═════ Material provided ═════
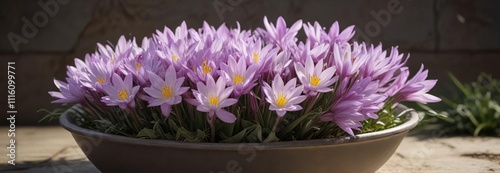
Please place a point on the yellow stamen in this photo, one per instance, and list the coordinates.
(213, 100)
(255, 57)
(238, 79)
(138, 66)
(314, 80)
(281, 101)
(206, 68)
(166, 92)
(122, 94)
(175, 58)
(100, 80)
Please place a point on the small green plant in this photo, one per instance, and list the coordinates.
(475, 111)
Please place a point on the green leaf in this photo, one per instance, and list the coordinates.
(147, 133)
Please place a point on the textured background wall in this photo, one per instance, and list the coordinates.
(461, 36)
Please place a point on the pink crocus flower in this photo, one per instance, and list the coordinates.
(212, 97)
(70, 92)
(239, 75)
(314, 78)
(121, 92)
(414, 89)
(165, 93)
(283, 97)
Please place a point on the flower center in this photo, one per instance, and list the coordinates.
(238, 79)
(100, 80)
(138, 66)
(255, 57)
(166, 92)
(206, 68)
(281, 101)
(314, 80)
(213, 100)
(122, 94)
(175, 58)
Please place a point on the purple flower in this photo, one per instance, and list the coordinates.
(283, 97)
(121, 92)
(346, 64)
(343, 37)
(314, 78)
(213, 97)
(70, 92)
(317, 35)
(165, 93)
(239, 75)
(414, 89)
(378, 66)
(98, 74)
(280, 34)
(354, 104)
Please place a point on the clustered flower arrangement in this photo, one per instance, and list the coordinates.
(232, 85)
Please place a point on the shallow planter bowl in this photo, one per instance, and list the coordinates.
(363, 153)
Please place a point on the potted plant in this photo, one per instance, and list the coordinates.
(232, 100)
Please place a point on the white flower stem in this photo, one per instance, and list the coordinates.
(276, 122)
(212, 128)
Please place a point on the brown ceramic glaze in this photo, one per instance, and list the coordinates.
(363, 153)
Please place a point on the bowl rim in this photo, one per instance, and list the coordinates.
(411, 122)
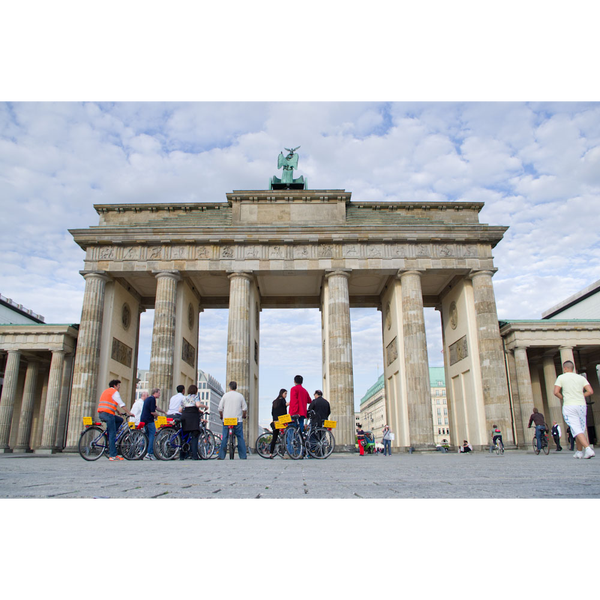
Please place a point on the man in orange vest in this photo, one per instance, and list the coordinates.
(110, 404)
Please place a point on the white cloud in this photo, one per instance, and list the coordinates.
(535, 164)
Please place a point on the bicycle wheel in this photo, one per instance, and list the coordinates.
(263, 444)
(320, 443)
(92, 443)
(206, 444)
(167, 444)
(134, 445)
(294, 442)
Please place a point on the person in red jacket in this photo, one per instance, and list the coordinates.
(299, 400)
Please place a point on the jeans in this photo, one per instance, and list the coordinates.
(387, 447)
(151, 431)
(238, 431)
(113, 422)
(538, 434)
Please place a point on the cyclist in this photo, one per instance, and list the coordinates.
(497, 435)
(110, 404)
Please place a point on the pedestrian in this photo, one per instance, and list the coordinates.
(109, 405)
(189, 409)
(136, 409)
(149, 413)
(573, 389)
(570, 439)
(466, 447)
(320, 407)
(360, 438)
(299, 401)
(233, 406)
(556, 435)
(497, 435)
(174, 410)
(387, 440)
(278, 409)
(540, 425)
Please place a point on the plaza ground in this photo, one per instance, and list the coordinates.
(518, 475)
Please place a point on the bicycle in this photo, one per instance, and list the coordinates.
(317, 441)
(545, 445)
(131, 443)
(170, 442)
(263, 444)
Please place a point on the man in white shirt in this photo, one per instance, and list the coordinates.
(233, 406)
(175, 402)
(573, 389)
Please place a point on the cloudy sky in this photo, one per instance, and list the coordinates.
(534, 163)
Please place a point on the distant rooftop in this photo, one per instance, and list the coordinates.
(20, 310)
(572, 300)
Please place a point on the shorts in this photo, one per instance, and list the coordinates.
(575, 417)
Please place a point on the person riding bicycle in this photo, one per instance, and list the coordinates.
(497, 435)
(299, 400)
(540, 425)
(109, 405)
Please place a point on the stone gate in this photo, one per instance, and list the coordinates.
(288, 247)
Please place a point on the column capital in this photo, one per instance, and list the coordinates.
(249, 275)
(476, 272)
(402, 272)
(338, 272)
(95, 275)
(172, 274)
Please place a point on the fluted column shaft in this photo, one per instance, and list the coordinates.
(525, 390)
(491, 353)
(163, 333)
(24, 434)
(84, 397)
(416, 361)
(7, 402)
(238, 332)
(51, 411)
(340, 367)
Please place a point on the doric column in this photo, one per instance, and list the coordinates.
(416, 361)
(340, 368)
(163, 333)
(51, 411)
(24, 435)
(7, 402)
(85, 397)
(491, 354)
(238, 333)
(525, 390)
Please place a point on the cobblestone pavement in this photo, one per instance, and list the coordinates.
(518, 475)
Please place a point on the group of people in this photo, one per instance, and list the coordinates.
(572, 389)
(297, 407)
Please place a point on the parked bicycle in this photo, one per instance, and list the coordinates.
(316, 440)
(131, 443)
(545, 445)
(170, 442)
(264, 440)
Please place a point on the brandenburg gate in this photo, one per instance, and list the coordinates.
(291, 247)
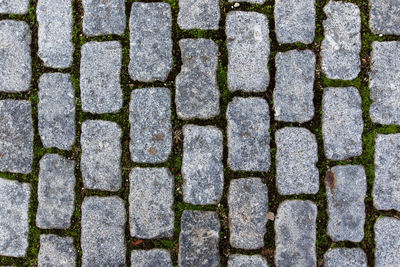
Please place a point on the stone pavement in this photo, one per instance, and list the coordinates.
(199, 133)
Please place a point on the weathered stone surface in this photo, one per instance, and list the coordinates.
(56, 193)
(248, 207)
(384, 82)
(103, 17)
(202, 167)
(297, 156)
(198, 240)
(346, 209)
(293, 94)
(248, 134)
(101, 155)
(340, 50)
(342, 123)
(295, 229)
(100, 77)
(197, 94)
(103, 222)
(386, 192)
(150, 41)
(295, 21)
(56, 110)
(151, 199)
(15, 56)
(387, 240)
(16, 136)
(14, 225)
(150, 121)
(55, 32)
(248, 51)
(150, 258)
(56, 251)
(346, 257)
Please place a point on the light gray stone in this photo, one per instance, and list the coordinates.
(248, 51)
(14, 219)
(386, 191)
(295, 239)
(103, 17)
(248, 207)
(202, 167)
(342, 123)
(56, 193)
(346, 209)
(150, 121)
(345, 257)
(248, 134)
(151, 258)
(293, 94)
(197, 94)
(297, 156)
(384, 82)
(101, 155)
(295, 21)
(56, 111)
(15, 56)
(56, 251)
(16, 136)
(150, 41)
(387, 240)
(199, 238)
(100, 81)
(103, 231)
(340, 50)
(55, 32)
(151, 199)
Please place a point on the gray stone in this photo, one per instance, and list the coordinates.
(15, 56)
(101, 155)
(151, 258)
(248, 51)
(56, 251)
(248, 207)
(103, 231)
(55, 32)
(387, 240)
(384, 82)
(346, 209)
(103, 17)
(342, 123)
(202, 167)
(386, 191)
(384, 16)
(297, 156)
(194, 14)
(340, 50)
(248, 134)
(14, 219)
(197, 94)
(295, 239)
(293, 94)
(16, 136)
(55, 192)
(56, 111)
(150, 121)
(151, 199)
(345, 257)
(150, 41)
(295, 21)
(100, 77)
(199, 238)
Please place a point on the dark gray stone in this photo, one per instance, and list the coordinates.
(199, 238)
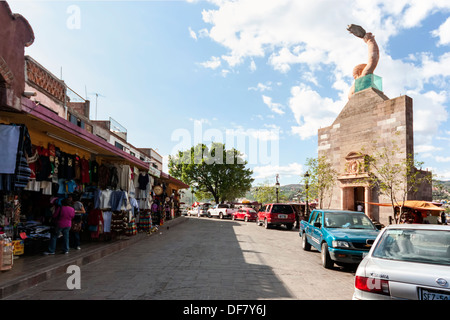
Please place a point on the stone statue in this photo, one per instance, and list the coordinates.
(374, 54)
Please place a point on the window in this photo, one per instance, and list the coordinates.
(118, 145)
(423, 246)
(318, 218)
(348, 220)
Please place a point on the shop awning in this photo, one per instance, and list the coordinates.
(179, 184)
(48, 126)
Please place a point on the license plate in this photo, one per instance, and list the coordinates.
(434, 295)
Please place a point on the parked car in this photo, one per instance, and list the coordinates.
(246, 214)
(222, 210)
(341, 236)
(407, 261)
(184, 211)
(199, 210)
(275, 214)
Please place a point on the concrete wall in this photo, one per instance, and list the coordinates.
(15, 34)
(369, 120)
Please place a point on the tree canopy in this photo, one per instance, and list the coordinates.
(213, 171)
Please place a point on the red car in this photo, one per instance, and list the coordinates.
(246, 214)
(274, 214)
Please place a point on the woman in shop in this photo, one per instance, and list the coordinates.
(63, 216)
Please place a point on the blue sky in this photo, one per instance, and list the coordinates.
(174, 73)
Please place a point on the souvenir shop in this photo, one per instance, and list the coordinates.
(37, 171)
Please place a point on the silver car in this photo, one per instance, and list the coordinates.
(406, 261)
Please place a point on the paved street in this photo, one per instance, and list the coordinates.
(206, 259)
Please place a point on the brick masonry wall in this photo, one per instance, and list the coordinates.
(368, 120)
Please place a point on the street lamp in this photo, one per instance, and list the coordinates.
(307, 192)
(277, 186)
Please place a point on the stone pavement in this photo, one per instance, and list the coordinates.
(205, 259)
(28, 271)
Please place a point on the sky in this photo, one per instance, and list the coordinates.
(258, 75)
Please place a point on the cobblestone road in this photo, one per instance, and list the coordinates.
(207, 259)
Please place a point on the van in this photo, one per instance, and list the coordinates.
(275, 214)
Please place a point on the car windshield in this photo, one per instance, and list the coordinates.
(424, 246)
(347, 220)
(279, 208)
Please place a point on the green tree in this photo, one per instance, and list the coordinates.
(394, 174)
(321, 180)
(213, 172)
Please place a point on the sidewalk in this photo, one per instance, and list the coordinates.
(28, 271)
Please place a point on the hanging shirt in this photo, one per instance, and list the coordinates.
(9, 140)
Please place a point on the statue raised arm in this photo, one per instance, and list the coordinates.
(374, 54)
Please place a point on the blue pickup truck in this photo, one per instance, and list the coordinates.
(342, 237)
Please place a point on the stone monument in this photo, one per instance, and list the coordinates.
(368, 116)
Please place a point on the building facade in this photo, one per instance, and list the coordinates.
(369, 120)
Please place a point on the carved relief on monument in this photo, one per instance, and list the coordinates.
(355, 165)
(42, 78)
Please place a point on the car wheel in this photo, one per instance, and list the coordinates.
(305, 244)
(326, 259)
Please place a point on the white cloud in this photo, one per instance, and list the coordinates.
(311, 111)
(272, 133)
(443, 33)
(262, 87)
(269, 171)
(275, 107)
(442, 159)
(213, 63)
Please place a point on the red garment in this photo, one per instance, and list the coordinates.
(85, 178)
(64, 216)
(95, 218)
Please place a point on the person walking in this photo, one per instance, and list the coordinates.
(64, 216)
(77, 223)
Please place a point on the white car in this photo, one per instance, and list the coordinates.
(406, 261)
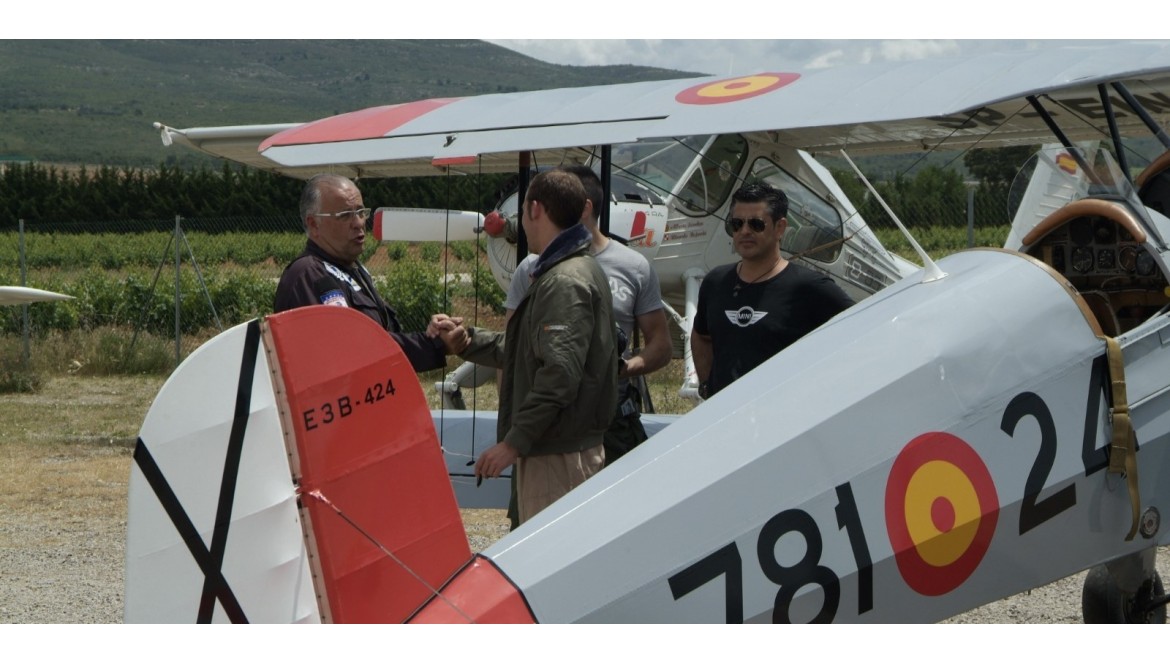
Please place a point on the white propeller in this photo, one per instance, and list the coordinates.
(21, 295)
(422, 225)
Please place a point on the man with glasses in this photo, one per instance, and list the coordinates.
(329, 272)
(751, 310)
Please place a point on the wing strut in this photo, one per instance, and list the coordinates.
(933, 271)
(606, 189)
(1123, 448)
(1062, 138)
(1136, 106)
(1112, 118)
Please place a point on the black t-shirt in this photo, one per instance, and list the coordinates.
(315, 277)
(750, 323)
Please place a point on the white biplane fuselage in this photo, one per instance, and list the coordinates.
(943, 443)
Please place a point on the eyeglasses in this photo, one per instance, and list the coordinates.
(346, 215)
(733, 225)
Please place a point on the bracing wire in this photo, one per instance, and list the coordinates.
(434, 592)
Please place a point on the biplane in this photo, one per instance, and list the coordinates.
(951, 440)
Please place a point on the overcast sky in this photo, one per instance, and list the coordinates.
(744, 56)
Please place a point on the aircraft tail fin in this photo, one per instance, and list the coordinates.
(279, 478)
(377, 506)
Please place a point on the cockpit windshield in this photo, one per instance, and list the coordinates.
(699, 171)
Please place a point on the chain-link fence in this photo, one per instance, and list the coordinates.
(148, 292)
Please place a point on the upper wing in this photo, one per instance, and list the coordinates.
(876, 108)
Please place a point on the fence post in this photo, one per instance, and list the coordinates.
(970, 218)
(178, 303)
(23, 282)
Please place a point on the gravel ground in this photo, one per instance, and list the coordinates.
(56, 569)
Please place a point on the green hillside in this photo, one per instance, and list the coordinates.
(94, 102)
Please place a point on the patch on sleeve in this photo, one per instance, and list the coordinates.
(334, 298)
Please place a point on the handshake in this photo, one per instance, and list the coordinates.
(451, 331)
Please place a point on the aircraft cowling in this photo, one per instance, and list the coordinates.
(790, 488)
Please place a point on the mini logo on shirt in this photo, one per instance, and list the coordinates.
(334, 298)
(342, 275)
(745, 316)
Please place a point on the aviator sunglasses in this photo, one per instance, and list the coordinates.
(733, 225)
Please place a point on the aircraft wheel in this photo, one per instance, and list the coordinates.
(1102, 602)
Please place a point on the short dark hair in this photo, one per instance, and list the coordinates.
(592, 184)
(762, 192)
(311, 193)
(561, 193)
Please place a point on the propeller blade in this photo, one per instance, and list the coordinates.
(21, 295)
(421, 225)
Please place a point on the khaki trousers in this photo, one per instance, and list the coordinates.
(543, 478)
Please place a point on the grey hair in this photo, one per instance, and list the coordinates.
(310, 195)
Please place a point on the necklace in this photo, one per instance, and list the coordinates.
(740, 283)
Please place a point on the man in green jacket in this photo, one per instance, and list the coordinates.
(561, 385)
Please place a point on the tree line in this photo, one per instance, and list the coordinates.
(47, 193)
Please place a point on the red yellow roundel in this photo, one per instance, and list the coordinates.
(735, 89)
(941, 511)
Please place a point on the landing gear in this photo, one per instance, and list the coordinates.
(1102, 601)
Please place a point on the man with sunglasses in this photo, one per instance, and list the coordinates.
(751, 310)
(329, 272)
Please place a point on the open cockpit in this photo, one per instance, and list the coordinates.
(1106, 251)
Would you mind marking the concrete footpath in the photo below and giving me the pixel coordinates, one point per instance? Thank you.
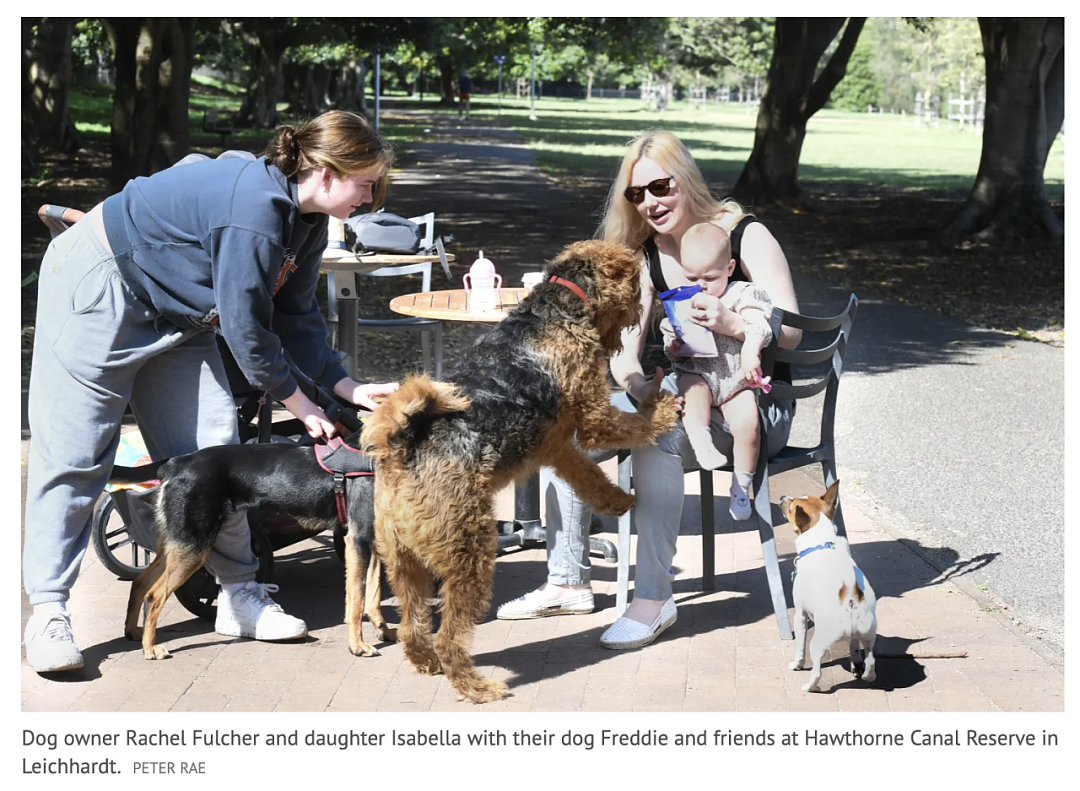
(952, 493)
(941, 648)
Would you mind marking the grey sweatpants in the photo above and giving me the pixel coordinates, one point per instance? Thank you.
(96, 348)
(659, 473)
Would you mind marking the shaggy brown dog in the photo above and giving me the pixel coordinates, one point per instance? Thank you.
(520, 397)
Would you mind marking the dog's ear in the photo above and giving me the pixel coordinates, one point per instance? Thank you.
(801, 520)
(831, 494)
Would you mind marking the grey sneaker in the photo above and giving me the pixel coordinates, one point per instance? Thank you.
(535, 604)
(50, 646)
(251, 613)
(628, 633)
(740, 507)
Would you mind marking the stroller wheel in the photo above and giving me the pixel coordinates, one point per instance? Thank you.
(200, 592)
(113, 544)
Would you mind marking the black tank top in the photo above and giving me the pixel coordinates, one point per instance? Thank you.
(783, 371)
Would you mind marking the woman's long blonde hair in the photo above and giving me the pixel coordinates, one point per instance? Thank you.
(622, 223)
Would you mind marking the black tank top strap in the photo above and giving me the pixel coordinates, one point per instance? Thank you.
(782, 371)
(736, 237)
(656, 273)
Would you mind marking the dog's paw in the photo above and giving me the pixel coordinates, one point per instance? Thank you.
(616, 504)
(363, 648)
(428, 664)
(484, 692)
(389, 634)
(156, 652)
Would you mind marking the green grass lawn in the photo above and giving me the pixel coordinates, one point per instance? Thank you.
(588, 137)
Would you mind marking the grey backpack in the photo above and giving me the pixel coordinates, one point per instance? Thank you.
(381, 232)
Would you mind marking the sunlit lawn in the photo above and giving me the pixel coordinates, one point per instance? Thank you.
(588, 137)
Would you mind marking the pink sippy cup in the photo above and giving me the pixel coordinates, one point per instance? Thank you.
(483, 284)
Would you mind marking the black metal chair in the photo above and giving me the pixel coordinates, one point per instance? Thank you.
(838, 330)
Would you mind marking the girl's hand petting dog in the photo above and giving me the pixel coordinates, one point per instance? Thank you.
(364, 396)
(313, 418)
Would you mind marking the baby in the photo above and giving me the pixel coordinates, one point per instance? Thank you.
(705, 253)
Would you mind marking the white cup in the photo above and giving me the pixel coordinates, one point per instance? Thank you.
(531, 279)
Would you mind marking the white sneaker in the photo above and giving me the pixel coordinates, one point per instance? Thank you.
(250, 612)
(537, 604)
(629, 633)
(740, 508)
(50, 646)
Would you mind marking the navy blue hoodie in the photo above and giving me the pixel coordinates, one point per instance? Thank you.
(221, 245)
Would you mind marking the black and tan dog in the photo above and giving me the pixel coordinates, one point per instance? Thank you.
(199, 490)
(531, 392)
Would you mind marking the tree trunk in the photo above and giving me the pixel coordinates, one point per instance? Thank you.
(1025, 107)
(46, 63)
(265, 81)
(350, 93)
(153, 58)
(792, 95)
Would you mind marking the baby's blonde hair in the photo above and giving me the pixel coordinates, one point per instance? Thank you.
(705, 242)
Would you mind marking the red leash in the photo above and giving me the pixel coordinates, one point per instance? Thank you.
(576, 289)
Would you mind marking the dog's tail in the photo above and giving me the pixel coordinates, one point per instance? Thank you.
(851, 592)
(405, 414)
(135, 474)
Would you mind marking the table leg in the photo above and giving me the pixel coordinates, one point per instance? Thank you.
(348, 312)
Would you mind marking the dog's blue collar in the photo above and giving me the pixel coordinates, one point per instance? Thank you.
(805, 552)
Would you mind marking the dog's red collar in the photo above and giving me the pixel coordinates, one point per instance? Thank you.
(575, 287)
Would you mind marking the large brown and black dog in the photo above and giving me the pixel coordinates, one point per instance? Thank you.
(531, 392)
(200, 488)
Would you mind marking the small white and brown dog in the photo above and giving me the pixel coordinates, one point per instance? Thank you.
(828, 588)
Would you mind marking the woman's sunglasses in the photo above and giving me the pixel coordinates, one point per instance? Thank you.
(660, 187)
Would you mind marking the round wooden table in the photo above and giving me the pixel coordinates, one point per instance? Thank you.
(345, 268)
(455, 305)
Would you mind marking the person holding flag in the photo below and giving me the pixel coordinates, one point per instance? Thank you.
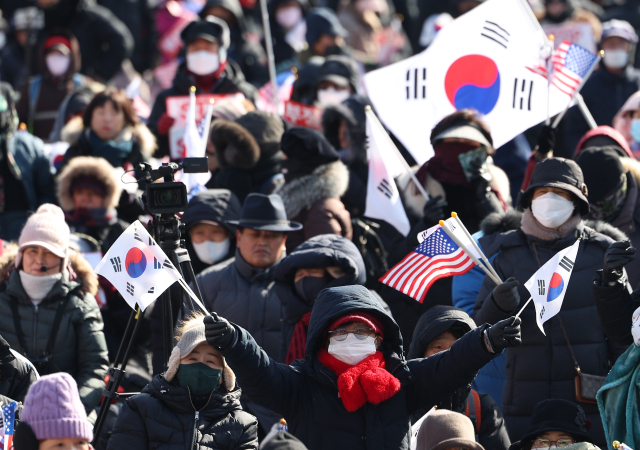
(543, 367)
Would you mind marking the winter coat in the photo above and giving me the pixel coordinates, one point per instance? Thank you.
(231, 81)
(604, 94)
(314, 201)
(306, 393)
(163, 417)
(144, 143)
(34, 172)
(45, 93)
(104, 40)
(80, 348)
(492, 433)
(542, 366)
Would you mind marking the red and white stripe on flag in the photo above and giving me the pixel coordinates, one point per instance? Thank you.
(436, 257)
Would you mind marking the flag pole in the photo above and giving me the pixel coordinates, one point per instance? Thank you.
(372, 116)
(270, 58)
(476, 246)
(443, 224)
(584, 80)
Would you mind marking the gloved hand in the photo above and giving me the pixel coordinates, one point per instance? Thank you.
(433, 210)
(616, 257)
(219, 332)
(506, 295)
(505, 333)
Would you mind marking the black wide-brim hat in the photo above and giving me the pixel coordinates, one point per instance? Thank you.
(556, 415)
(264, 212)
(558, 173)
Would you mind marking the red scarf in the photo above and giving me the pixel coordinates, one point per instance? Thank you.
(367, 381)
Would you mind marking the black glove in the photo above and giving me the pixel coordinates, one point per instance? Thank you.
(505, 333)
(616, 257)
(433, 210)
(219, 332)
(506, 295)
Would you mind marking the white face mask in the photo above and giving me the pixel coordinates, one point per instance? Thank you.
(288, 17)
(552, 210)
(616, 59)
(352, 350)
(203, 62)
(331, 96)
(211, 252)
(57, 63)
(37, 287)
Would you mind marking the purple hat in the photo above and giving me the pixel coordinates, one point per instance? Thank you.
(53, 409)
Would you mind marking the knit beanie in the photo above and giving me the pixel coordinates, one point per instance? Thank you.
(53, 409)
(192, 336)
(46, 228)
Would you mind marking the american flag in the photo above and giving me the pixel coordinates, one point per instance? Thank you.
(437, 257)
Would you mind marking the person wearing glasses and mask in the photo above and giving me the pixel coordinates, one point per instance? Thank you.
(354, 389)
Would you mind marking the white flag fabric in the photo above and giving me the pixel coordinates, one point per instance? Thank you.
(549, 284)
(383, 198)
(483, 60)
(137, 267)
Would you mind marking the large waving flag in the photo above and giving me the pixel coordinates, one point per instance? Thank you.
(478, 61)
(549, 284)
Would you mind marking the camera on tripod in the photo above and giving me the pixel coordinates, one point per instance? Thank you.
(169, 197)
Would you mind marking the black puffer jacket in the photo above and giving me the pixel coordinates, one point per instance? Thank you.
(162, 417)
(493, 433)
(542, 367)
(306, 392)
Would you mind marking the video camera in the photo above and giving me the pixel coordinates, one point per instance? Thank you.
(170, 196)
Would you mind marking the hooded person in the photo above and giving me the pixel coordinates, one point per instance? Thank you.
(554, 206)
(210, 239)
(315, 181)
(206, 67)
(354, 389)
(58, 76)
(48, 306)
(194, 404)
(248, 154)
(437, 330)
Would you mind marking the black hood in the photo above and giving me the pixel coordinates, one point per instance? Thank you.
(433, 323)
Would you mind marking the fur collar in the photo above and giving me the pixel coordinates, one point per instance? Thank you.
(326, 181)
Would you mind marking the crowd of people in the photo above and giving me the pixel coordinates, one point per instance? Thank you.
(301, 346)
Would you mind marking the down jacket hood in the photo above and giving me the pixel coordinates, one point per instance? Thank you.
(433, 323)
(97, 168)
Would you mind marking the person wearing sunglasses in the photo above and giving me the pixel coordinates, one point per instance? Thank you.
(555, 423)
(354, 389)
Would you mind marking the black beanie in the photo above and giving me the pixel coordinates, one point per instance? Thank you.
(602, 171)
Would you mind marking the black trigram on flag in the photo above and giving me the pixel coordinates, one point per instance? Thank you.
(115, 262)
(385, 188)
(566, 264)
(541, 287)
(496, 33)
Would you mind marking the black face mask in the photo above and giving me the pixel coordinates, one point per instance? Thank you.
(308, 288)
═════
= Task requirements =
Begin with the line that contains "Would you mind marking the black face" and end with the last line of the records; set down every line in that span exactly, and nothing else.

= Final answer =
Would you mind marking the black face mask in the photo above and giving me the pixel coordinates, one point per instance? Thank you.
(308, 288)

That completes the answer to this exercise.